▶ **Problem to work on**
Please copy the passage of the triangle-area thread from "In an orthogonal" up to and including "use Heron's Formula.", and swap "desperate" for "stuck".

** start of Text provided **

The vector cross product, I believe (or the magnitude thereof) gives the area of the corresponding parallelogram. Hence, divide by two to get the answer. I get

$$[ \langle -4,1,0 \rangle- \langle 1,4,0 \rangle] \times [ \langle -4,1,0 \rangle- \langle -5,10,0 \rangle]= \langle -5,-3,0 \rangle \times \langle 1,-9,0 \rangle$$
$$= \left| \begin{matrix} \hat{i} & \hat{j} & \hat{k}\\ -5 &-3 &0 \\ 1 &-9 &0\end{matrix} \right| = \hat{k}((-5)(-9)-(-3)(1))= \hat{k}(45+3)=48 \hat{k}.$$
Hence, the area of the triangle is $24$ units squared.
 

MarkFL

Administrator
Staff member
Feb 24, 2012
13,775
Re: Area

Using the formula I developed in this topic, we find:

\(\displaystyle A=\frac{1}{2}|(-5+4)(4-1)-(1+4)(10-1)|=\frac{48}{2}=24\)
 

Prove It

Well-known member
MHB Math Helper
Jan 26, 2012
1,403
Re: Area

In an orthogonal cordinate system determine the area of the triangle with vertices in \(\displaystyle (-4,1)\), \(\displaystyle (1,4)\) and \(\displaystyle (-5,10)\) There is prob many way to solve it so go ahead with your method:) I made a hint for vector method.



Hint
The area of a triangle is half of the area of parallelogram
If you get really desperate, you could work out the length of each side of the triangle by evaluating the distance between each set of points, and then use Heron's Formula.
 

TheEmptySet

New member
Mar 15, 2012
8
Re: Area

The good old fashion method. The slope between the points (-4,1) and (1,4) is \(\displaystyle \frac{3}{5}. \)So the slope of a line perpendicular to it is \(\displaystyle -\frac{5}{3}\)This gives the two equations \(\displaystyle y-1=\frac{3}{5}(x+4)\) the equation of the line perpendicular is \(\displaystyle y-10=-\frac{5}{3}(x+5)\) Solving the system for the point of intersection gives \(\displaystyle \left(-\frac{13}{17},\frac{50}{17} \right)\) The length of each line segment can now be calculated \(\displaystyle b=\int_{-4}^{1}\sqrt{1+(\frac{3}{5})^2}dx=\frac{24}{17} \sqrt{34}\\ h=\int_{-5}^{-\frac{13}{17}}\sqrt{1+(-\frac{5}{3})^2}dx=\sqrt{34}\\\) This gives the area of the triangle \(\displaystyle A=\frac{1}{2}bh=24\)

** end of Text provided **
** start of Stored records **

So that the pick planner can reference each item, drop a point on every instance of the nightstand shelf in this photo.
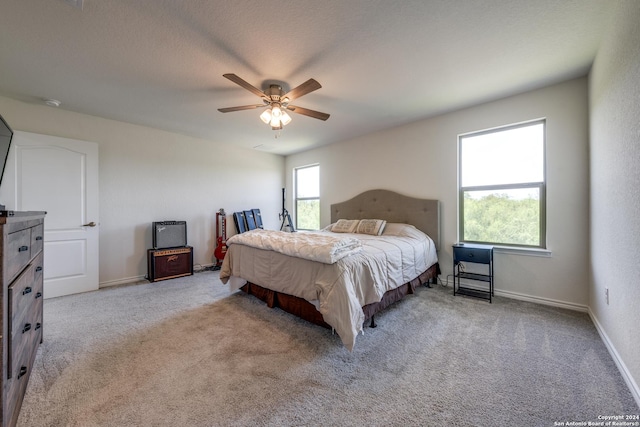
(473, 254)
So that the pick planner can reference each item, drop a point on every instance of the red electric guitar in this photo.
(221, 248)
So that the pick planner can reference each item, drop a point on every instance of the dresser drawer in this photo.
(25, 336)
(471, 254)
(37, 238)
(19, 251)
(25, 311)
(17, 385)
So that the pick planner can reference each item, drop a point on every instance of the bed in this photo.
(336, 290)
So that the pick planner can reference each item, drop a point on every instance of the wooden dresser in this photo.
(22, 235)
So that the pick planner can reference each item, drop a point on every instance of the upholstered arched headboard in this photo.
(424, 214)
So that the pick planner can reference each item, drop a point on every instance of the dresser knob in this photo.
(23, 371)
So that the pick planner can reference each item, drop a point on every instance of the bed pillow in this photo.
(374, 227)
(345, 226)
(398, 229)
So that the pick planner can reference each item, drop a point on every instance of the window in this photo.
(502, 186)
(307, 203)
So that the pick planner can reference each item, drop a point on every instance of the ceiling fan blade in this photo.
(240, 108)
(237, 80)
(305, 88)
(307, 112)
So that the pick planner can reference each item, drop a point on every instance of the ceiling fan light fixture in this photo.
(266, 116)
(286, 119)
(275, 121)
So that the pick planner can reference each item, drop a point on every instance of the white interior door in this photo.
(59, 176)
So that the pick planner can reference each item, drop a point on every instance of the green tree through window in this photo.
(502, 186)
(307, 204)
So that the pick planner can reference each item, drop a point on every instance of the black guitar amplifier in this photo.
(163, 264)
(169, 234)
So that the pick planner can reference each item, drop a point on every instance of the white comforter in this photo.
(320, 247)
(342, 288)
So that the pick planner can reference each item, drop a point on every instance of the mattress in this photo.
(338, 289)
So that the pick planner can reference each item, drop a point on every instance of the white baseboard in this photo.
(124, 281)
(626, 375)
(541, 300)
(128, 280)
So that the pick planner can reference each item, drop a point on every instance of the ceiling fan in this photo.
(277, 102)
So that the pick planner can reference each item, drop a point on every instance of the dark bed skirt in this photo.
(307, 311)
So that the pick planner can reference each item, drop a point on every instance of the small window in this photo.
(502, 186)
(307, 203)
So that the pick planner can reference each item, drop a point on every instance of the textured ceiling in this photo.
(383, 63)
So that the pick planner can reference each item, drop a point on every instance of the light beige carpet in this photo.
(185, 352)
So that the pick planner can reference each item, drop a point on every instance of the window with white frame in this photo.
(307, 203)
(502, 198)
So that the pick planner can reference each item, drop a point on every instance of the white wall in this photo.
(615, 196)
(420, 160)
(150, 175)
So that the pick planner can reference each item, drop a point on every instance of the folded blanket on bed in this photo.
(318, 247)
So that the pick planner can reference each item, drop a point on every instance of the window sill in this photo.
(544, 253)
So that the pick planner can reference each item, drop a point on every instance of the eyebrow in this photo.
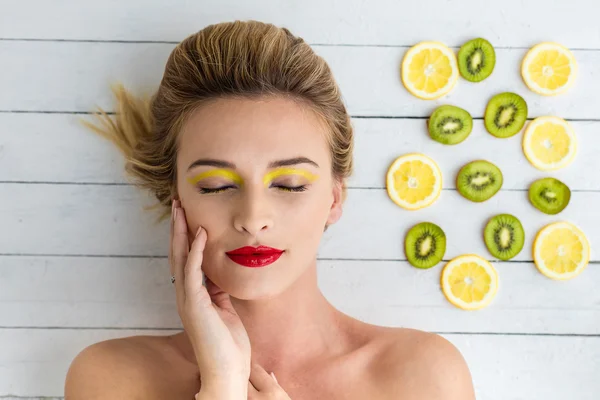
(272, 164)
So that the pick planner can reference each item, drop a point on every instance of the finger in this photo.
(180, 252)
(252, 392)
(261, 379)
(172, 267)
(193, 268)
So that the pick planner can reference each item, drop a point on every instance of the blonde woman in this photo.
(248, 142)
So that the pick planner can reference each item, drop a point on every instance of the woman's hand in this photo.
(220, 341)
(264, 386)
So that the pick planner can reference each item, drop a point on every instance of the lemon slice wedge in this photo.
(561, 251)
(469, 282)
(549, 143)
(429, 70)
(414, 181)
(549, 69)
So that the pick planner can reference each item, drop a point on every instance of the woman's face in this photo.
(270, 160)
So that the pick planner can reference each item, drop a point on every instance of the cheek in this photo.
(306, 216)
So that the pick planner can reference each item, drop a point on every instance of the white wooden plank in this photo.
(109, 220)
(387, 22)
(90, 292)
(503, 367)
(77, 76)
(56, 148)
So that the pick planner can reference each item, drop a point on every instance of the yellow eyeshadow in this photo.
(289, 171)
(224, 173)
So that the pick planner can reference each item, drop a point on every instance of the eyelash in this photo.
(300, 188)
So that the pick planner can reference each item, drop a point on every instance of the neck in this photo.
(291, 330)
(295, 327)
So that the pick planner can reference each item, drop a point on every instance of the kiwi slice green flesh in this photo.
(504, 236)
(425, 245)
(479, 180)
(450, 124)
(476, 60)
(549, 195)
(505, 114)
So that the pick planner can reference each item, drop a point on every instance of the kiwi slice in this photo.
(549, 195)
(425, 245)
(476, 60)
(479, 180)
(450, 124)
(505, 114)
(504, 236)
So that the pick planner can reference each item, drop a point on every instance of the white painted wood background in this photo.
(80, 262)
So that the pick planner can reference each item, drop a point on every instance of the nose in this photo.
(253, 213)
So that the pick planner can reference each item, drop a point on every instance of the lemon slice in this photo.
(549, 143)
(469, 282)
(429, 70)
(414, 181)
(549, 68)
(561, 251)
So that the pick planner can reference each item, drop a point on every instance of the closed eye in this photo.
(300, 188)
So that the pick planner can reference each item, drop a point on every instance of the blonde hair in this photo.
(245, 59)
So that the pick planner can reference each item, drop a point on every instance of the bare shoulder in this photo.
(124, 368)
(418, 364)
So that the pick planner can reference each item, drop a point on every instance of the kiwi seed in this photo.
(504, 236)
(476, 60)
(450, 124)
(479, 180)
(425, 245)
(505, 114)
(549, 195)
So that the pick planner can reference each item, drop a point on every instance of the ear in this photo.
(335, 212)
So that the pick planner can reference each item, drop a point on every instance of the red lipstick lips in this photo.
(255, 257)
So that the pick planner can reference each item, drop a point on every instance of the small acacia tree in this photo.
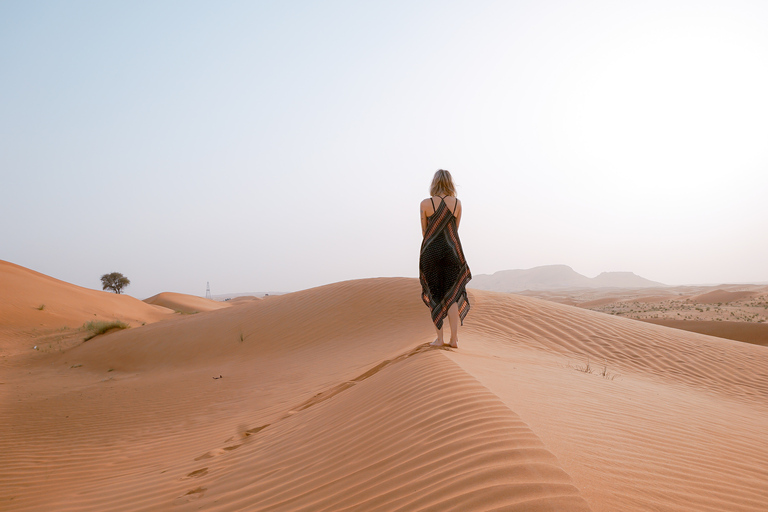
(114, 281)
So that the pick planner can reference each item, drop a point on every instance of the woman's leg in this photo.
(439, 340)
(453, 319)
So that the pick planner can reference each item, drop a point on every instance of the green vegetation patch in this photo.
(98, 328)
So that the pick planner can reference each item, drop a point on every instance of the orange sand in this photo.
(328, 400)
(182, 303)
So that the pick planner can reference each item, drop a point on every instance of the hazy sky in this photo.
(280, 145)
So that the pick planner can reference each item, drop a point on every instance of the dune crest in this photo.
(183, 303)
(36, 309)
(328, 399)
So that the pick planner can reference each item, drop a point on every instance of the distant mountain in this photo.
(554, 277)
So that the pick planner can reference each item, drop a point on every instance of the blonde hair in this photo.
(442, 184)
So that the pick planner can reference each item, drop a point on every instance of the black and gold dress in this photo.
(443, 270)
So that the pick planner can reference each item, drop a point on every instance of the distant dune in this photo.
(185, 303)
(722, 296)
(38, 308)
(329, 399)
(741, 331)
(553, 277)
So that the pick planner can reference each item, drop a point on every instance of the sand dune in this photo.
(183, 303)
(328, 399)
(723, 296)
(741, 331)
(36, 309)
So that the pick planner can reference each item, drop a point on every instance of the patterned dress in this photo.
(443, 271)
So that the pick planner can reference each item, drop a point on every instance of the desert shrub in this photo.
(98, 328)
(115, 282)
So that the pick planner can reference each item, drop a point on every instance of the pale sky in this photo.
(281, 145)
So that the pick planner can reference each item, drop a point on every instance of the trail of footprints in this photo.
(318, 398)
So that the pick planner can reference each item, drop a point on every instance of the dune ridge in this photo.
(327, 399)
(184, 303)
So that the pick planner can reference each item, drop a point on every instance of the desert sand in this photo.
(329, 399)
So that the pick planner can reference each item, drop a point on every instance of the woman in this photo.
(443, 271)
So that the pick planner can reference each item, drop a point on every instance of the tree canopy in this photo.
(114, 281)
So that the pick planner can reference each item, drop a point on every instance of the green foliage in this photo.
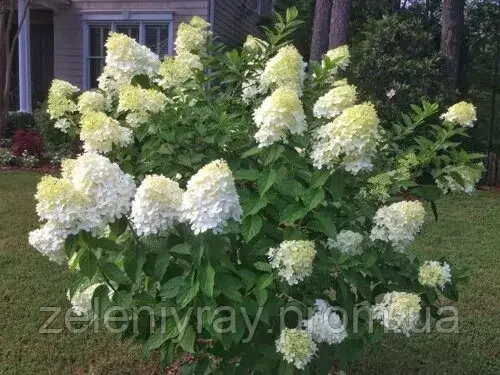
(19, 120)
(57, 143)
(284, 197)
(397, 53)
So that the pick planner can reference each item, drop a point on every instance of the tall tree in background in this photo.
(321, 29)
(9, 34)
(339, 23)
(452, 29)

** end of Stored records **

▶ **In response**
In an orthogonal cordinate system determine the area of the triangle with vertices in \(\displaystyle (-4,1)\), \(\displaystyle (1,4)\) and \(\displaystyle (-5,10)\) There is prob many way to solve it so go ahead with your method:) I made a hint for vector method.



Hint
The area of a triangle is half of the area of parallelogram
If you get really stuck, you could work out the length of each side of the triangle by evaluating the distance between each set of points, and then use Heron's Formula.